Monopoly®.  We’ve all played it.

While the debate rages on whether or not the game owes its origins to Lizzie J. Magie’s Landlord’s Game or to the Charles Darrow version sold to Parker Bros., both games were conceived with board spaces for services such as a water franchise, a light franchise, a telephone company and an electric company.

What could this factoid possibly have to do with IT services?  Each of these is a utility.

Utility computing is by no means new.  As early as 1961 MIT’s John McCarthy suggested that “… computing may someday be organized as a public utility…  The computer utility could become the basis of a new and important industry.”

Whether we call it time-sharing, cloud computing or SaaS it is important to note that computational power when delivered as a service should follow the model our utilities provide.

The utilities Lizzie and Charles chose were the telephone, electricity and water.  In today’s computing world, many attempt to make analogies between computing power and the first two of these when, in fact, they should be modeling their service after the later of these three.

We all seem to be understanding when, as an example, the power goes out during a storm.  In California, we accept the notion of the power company performing “rolling blackouts” when the demand for power exceeds the capacity of our provider.  We purchase gell-cel UPSs and DC power plants for our data centers in anticipation of brown-outs and transient power spikes yet few if anyone ever views their water supply in the same way.

When we turn the handle on the faucet we expect the water to flow.  With very few exceptions it does.  There are the occasional natural disasters which may interrupt that service but it is safe to say our water flows with far fewer outages than our electricity.

As IT service providers we should model our ability to deliver service to that of our water purveyors and not our power purveyors.

As consumers of IT services we should not accept instability in these services whether delivered as thick clients, thin clients or via a cloud.  As providers of these services we should strive for service levels made of unobtainium.  We know that 100% up-time can never be achieved but it is still something we should work towards.

Rows

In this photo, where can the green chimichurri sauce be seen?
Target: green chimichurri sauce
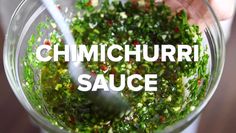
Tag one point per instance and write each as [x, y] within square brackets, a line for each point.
[54, 95]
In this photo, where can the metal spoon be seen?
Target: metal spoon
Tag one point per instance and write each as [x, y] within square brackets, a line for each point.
[109, 102]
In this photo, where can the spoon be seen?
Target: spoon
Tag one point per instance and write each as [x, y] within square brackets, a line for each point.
[109, 102]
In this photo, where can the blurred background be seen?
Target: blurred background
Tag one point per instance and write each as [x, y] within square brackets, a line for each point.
[218, 117]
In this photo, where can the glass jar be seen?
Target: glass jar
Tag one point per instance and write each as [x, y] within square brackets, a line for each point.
[28, 15]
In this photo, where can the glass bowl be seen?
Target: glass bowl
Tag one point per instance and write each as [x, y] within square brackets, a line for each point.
[30, 13]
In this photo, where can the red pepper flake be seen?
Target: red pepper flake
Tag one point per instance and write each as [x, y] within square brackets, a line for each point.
[176, 29]
[58, 7]
[89, 3]
[162, 119]
[135, 42]
[72, 120]
[109, 22]
[199, 82]
[47, 42]
[113, 71]
[93, 74]
[103, 67]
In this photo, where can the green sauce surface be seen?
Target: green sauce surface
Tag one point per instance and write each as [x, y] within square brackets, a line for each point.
[57, 98]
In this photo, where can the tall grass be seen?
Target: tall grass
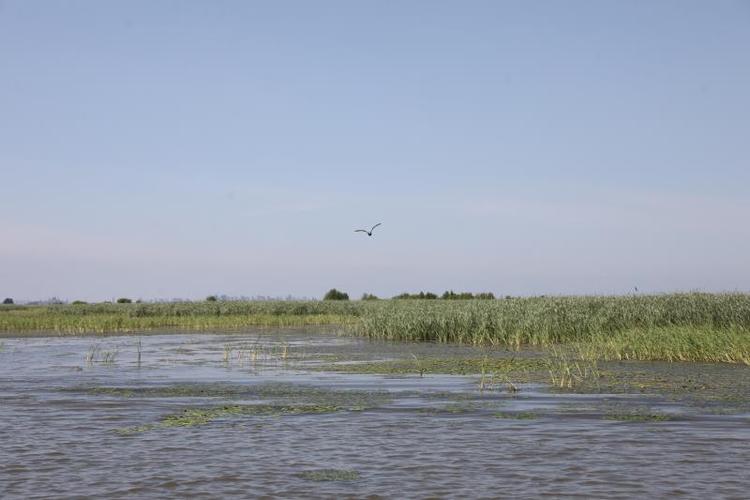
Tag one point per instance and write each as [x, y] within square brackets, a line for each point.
[101, 318]
[545, 321]
[674, 327]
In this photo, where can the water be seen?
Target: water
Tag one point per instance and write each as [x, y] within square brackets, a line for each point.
[72, 426]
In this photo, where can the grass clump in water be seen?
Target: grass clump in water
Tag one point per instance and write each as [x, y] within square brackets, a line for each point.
[516, 415]
[637, 416]
[329, 475]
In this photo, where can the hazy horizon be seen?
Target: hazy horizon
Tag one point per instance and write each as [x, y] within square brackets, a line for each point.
[162, 150]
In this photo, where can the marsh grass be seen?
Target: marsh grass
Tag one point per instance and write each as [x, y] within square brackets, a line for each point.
[329, 475]
[569, 369]
[637, 415]
[673, 327]
[522, 415]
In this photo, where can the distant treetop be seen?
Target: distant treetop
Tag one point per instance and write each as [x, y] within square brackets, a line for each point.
[334, 294]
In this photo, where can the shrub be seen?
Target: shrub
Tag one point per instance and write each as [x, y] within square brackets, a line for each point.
[334, 294]
[420, 295]
[451, 295]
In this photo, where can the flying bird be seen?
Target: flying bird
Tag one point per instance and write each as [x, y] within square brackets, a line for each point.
[369, 233]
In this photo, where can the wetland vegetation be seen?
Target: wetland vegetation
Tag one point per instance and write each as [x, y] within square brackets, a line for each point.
[672, 327]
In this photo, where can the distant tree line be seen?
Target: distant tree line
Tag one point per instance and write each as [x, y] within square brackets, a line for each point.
[447, 295]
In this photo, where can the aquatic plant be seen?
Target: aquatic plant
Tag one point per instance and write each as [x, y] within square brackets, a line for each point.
[521, 415]
[329, 475]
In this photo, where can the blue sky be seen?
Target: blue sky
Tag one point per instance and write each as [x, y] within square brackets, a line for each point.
[162, 149]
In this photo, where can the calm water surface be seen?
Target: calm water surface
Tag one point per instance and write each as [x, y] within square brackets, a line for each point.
[80, 417]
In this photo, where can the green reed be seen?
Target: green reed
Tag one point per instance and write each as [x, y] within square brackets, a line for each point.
[672, 327]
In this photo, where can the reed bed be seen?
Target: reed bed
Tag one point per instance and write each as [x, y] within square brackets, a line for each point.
[547, 321]
[111, 318]
[672, 327]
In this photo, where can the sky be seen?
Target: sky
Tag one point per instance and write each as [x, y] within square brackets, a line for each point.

Required actions
a) Answer these about the article on utility computing:
(i) In what year did MIT's John McCarthy suggest that computing might someday be organized as a public utility?
(ii) Which of the three utilities does the article say IT service providers should model their service after?
(iii) What does the power company perform in California when demand for power exceeds its capacity?
b) From the article on utility computing, quote everything from "While the debate" down to "our utilities provide.".

Answers by task
a)
(i) 1961
(ii) Water
(iii) Rolling blackouts

b)
While the debate rages on whether or not the game owes its origins to Lizzie J. Magie’s Landlord’s Game or to the Charles Darrow version sold to Parker Bros., both games were conceived with board spaces for services such as a water franchise, a light franchise, a telephone company and an electric company.

What could this factoid possibly have to do with IT services?  Each of these is a utility.

Utility computing is by no means new.  As early as 1961 MIT’s John McCarthy suggested that “… computing may someday be organized as a public utility…  The computer utility could become the basis of a new and important industry.”

Whether we call it time-sharing, cloud computing or SaaS it is important to note that computational power when delivered as a service should follow the model our utilities provide.